= Erklärtes Ziel 1 =
Gib alle Zeilen nach dem Text vollständig wieder und skaliere dabei nur die Koordinaten in den Antworten mit dem Faktor 0,25, gerundet auf ganze Zahlen mit Aufrundung bei genau einhalb. Alle übrigen Zahlen bleiben unverändert, und die Bilder lässt du in deiner Ausgabe weg.

Der Machtmissbrauch findet in der Kirche und ihren Institutionen nicht nur in Form von sexuellen Übergriffen und Kindesmissbrauch statt, sondern auch als strukturelle Gewalt. Als Betreibende und Verwaltende von Immobilien nehmen sie sich zum Teil Rechte zur Mitbestimmung heraus, die ihre Kompetenzen und Zuständigkeiten bei Weitem überschreiten – das alles mit der Berechtigung, in Gottes Diensten zu stehen oder zumindest daran teilzunehmen und in Seinem Sinne zu handeln – Methexis, die Teilhabe/Teilnahme der menschlichen Seele am Göttlichen. Zumindest hier sollte aber das marxistische Prinzip der Gleichverteilung und der Klassenlosigkeit angewendet werden können, da jedes zumindest menschliche Wesen im Besitz einer Seele ist. Doch aus unerfindlichen Gründen nehmen sich Menschen, die sich Gott als Arbeitgeber verpflichtet fühlen, eine Art göttliches Recht heraus, über andere Menschen zu urteilen, Macht über sie auszuüben, über sie zu gebieten und sie anzuweisen wie ein Ludwig XIV., dem die Sonne/Gott aus dem Mund schien. Auch der Gedanke, dass sie im Auftrag Gottes handeln, fühlt sich an, wie sich nicht für Bilanzen rechtfertigen zu müssen. Gottesstaat. Die Transparenz im Gottesstaat ist nicht durchsichtig, sondern unsichtbar. Ein Vorbildmodell für alle Großkonzerne. Nichts kann nachgewiesen oder gerechtfertigt werden, ein Unternehmen, das von unsichtbarer Hand und einer unhörbaren/unerhörten Stimme geführt und befehligt wird. Vielleicht ist es doch Gottes Wort, das durch die Tageszeitungen und Filme zu uns spricht oder nur die hermeneutische Auslegung seiner irdischen Hände/Handelnden?

Gut und Böse existieren nicht mehr, weder in einem kirchlichen Kontext noch außerhalb. Die Existenz Gottes muss nicht mehr bewiesen werden und das Unternehmen Kirche braucht seine Existenz nicht zu beweisen, es existiert deshalb noch, weil es aus einem großen Reservoir an Ressourcen schöpfen kann und diese, sich auf göttliches Recht und göttliche Ordnung stützend, guten und reinen Gewissens gewinnbringend einzusetzen weiß. Spätestens mit der Ersten Republik 1919 erfolgte formell die endgültige Trennung von Kirche und Staat, seither existiert die Kirche ersichtlich und spürbar mit Sonderrechten und staatlichen Privilegien ausgestattet, als (Gottes-)Staat im Staat.

= Eingaben zur Aufgabe =

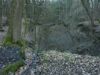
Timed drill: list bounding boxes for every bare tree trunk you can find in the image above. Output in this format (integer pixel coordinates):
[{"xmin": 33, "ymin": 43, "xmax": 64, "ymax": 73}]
[
  {"xmin": 8, "ymin": 0, "xmax": 24, "ymax": 42},
  {"xmin": 81, "ymin": 0, "xmax": 94, "ymax": 26},
  {"xmin": 0, "ymin": 0, "xmax": 2, "ymax": 30}
]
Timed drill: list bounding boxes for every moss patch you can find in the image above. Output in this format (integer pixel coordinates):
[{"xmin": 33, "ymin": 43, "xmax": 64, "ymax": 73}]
[{"xmin": 0, "ymin": 60, "xmax": 24, "ymax": 75}]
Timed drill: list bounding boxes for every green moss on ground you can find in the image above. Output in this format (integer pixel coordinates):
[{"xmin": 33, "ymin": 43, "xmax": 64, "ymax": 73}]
[{"xmin": 0, "ymin": 60, "xmax": 24, "ymax": 75}]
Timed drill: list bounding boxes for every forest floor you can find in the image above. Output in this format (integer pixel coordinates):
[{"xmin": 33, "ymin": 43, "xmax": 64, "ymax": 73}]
[
  {"xmin": 16, "ymin": 50, "xmax": 100, "ymax": 75},
  {"xmin": 0, "ymin": 28, "xmax": 100, "ymax": 75}
]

= Erklärtes Ziel 2 =
Liste alle Wortpaare aus dem Text über die Kirche auf, die durch einen Schrägstrich verbunden sind.

= Vollständige Antwort 1 =
Timed drill: list bounding boxes for every bare tree trunk you can find in the image above. Output in this format (integer pixel coordinates):
[{"xmin": 33, "ymin": 43, "xmax": 64, "ymax": 73}]
[
  {"xmin": 2, "ymin": 0, "xmax": 6, "ymax": 11},
  {"xmin": 20, "ymin": 0, "xmax": 24, "ymax": 7},
  {"xmin": 0, "ymin": 0, "xmax": 1, "ymax": 8}
]
Timed drill: list bounding boxes for every moss patch you can find in the image above. Output in this format (integer pixel coordinates):
[{"xmin": 33, "ymin": 43, "xmax": 64, "ymax": 73}]
[{"xmin": 0, "ymin": 15, "xmax": 6, "ymax": 19}]
Timed drill: list bounding boxes for every green moss on ground you can find in the image above. Output in this format (integer pixel coordinates):
[{"xmin": 33, "ymin": 43, "xmax": 64, "ymax": 73}]
[{"xmin": 0, "ymin": 15, "xmax": 6, "ymax": 19}]
Timed drill: list bounding boxes for every forest floor you can find in the image above. Output in this format (integer pixel coordinates):
[{"xmin": 33, "ymin": 43, "xmax": 64, "ymax": 73}]
[
  {"xmin": 4, "ymin": 13, "xmax": 25, "ymax": 19},
  {"xmin": 0, "ymin": 7, "xmax": 25, "ymax": 19}
]

= Vollständige Antwort 2 =
- Teilhabe/Teilnahme
- Sonne/Gott
- unhörbaren/unerhörten
- Hände/Handelnden